STATED EXERCISE
Count the lines in the entries below that contain the word "branch", treating uppercase and lowercase as different. Reply with the number alone.

PROVIDED DATA
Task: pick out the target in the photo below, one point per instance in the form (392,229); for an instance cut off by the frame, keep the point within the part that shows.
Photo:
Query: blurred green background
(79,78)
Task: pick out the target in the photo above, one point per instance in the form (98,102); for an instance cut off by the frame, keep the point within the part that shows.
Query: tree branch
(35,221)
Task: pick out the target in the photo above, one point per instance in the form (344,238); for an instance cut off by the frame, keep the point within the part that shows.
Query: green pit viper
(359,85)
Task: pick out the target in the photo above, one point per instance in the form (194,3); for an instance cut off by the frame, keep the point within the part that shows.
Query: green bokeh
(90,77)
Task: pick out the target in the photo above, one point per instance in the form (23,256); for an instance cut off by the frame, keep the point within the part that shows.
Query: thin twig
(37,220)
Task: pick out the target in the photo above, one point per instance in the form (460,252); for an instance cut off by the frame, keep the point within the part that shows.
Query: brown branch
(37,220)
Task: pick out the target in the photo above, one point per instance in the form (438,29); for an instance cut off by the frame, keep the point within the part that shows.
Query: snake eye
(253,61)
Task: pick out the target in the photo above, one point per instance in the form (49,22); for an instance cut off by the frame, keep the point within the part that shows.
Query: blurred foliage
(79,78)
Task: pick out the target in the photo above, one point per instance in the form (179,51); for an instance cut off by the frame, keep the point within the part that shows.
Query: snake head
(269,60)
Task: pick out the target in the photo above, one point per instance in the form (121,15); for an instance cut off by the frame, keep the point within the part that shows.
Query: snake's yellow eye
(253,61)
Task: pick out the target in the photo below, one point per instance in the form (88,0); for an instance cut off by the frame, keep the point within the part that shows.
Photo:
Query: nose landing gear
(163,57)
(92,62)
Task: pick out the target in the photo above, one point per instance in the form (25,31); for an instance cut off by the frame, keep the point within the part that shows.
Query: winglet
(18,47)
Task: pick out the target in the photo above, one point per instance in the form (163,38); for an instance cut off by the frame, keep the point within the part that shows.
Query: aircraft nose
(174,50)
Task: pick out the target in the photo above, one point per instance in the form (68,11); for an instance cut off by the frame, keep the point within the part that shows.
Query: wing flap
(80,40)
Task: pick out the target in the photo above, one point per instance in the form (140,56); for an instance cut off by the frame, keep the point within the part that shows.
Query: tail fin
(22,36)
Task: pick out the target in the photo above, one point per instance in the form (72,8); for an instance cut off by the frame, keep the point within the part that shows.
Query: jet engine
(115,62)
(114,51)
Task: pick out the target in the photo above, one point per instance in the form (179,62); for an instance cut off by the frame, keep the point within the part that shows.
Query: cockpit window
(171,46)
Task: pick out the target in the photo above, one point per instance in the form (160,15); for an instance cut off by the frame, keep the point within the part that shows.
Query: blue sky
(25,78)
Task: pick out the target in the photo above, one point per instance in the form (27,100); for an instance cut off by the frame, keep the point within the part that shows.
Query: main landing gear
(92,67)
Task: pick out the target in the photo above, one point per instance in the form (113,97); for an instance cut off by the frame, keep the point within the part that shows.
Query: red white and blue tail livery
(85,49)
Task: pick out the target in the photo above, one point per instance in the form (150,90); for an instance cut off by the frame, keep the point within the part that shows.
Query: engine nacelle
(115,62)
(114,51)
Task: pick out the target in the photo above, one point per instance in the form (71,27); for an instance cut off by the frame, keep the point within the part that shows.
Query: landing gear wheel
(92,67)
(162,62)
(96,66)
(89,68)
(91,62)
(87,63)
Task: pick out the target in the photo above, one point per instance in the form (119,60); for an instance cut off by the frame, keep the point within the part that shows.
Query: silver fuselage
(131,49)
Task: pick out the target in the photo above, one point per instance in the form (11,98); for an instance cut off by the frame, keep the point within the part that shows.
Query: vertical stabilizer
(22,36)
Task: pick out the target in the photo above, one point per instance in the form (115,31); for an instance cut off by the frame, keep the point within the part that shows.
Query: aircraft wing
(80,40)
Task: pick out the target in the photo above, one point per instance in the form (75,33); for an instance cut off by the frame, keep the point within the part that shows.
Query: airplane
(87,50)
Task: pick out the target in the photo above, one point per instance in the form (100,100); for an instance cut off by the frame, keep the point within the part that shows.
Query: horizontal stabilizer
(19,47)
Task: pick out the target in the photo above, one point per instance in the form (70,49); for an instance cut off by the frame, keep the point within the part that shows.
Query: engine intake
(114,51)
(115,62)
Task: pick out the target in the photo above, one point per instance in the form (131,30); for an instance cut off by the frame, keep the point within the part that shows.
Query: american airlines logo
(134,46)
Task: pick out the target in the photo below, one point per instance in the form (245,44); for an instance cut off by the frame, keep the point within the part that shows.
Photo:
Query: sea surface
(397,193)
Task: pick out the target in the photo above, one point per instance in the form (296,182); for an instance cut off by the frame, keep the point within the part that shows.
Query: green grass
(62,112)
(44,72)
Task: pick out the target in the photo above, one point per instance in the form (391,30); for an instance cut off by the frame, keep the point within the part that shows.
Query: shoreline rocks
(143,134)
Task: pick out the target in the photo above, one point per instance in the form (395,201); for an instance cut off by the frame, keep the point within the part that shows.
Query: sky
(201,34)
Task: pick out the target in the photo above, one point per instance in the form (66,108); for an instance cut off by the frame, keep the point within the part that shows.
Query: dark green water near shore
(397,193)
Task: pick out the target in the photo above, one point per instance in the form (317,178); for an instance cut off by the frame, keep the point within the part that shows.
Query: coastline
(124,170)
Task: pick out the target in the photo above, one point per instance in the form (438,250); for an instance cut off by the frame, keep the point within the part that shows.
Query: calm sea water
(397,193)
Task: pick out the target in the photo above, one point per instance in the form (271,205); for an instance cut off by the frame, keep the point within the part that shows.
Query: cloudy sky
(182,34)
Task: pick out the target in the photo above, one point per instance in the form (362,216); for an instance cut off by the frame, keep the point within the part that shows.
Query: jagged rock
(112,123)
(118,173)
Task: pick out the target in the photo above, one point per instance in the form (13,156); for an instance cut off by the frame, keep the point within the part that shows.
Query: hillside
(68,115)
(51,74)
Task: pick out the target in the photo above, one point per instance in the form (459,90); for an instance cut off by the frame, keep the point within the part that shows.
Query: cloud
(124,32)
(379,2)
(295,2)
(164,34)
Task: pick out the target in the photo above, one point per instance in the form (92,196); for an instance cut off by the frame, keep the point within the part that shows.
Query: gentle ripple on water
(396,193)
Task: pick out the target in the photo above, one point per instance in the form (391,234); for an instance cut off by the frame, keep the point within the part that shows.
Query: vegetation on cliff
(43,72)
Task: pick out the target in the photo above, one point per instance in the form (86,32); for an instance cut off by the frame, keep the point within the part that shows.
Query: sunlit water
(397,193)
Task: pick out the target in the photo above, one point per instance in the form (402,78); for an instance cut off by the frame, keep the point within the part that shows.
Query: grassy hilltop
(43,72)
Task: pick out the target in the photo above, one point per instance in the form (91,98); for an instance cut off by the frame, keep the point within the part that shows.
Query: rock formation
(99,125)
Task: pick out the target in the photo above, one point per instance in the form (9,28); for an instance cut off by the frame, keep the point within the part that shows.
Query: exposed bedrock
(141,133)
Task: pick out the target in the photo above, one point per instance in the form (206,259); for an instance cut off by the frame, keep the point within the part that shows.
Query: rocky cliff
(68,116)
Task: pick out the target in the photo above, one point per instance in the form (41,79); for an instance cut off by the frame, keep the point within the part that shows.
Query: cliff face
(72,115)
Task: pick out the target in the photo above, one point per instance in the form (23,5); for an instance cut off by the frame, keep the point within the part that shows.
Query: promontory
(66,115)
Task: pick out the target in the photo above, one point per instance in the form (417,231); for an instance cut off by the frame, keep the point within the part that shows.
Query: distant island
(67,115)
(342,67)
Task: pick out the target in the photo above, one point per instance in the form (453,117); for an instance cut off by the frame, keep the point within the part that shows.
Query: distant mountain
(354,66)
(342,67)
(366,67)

* * *

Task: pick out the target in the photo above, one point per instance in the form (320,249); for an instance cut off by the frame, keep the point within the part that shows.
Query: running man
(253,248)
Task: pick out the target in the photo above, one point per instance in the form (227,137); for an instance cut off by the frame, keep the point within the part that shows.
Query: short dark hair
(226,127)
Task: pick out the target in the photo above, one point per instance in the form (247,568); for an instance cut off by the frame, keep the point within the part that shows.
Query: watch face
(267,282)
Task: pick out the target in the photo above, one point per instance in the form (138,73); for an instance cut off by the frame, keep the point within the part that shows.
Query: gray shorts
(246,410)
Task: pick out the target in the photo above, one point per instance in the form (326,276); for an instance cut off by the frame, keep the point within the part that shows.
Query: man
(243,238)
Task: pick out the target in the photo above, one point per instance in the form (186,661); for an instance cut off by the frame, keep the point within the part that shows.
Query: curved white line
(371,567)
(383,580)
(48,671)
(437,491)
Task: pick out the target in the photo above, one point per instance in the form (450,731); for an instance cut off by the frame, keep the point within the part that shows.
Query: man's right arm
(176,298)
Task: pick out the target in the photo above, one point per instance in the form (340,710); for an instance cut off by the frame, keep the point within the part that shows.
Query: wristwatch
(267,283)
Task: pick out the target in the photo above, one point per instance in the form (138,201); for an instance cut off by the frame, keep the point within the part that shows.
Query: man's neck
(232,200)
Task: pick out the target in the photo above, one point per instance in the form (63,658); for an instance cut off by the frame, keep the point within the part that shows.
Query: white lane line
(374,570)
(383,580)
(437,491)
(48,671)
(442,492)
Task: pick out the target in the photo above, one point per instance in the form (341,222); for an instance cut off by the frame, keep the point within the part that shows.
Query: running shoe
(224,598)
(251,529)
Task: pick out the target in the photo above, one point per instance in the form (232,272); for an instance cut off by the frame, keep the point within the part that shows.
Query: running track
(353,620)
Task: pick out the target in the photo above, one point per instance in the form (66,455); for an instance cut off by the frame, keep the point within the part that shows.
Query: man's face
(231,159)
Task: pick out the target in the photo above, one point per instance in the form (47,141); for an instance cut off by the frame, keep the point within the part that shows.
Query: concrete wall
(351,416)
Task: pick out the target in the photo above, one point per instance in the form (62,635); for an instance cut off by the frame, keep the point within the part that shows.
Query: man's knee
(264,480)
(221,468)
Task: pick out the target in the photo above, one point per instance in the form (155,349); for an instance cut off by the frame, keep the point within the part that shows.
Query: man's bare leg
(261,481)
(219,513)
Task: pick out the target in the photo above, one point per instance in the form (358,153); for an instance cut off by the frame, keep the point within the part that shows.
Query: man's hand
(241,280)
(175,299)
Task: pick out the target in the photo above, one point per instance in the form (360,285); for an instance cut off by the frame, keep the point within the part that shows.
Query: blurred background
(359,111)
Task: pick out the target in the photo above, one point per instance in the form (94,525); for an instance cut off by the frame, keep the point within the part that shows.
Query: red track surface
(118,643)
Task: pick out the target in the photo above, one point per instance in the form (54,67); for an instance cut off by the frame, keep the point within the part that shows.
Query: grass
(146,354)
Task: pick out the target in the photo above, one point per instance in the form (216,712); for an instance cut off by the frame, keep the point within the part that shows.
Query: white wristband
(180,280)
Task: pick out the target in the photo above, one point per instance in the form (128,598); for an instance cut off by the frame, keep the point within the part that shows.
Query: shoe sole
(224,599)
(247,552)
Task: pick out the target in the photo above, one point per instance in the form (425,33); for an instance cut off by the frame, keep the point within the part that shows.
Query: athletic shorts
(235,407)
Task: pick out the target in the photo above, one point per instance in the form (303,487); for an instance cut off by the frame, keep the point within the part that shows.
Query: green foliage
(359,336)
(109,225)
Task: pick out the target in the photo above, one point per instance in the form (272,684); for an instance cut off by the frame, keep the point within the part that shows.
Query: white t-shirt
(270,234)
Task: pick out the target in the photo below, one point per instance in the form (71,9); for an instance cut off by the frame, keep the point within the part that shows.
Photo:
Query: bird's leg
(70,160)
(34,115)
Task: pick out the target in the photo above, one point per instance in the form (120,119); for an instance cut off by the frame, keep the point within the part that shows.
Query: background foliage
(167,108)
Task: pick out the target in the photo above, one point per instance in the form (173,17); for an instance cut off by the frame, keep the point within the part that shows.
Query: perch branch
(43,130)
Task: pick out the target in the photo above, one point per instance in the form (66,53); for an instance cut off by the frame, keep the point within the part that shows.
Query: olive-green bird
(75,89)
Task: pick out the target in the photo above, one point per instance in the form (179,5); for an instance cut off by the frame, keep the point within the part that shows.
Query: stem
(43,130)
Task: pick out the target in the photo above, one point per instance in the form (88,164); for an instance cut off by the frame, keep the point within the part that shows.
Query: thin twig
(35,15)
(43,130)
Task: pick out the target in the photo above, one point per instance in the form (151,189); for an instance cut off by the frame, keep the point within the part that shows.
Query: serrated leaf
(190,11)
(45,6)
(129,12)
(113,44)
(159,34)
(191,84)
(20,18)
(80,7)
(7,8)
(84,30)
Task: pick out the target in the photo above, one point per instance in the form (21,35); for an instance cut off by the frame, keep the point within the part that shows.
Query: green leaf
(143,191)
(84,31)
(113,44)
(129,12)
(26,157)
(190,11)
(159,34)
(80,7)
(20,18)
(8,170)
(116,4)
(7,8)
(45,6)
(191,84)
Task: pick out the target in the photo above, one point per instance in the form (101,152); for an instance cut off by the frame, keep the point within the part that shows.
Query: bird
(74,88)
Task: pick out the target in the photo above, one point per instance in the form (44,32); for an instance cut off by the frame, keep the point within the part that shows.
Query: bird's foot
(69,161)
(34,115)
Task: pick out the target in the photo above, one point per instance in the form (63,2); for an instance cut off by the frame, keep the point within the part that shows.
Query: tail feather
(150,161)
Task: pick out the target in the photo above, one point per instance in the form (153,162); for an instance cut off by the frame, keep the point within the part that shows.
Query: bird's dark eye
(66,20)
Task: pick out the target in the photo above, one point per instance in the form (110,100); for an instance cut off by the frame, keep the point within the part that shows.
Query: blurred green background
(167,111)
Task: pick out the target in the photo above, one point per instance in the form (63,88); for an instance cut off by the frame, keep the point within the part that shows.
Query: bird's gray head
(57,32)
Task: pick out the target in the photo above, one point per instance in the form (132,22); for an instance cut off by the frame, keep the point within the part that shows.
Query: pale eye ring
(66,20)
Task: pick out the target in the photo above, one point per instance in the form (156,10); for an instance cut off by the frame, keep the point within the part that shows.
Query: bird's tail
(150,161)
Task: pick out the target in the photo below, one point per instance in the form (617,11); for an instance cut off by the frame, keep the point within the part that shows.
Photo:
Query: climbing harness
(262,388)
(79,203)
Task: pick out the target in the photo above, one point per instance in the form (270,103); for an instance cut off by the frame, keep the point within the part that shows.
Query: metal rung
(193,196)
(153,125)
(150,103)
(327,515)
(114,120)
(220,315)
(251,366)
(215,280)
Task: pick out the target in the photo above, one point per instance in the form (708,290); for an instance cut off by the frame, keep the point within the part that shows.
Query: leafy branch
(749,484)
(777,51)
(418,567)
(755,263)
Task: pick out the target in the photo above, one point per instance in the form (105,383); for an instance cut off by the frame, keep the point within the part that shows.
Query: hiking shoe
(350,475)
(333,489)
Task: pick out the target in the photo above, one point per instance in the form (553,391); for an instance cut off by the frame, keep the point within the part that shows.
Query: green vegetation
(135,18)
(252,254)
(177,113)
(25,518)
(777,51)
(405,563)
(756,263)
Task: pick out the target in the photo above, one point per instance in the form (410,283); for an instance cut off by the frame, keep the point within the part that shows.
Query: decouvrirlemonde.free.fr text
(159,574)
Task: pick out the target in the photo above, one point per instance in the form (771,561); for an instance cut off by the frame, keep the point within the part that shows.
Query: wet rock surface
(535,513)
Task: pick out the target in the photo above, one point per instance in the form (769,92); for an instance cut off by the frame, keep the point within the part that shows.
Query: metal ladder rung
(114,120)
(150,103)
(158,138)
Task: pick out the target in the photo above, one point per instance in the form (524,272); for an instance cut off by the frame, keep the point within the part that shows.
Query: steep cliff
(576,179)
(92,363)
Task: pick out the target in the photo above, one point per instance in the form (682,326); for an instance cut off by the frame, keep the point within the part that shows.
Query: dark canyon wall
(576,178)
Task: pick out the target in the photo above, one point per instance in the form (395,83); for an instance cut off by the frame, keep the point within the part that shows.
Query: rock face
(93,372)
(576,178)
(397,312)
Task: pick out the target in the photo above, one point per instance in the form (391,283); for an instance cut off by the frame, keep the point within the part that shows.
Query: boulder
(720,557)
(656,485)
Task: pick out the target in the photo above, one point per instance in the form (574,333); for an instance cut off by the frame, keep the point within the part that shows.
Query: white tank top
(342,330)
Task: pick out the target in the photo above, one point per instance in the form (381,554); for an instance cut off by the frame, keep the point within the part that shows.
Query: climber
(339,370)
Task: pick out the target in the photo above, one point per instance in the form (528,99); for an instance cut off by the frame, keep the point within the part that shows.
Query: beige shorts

SOLVED EXERCISE
4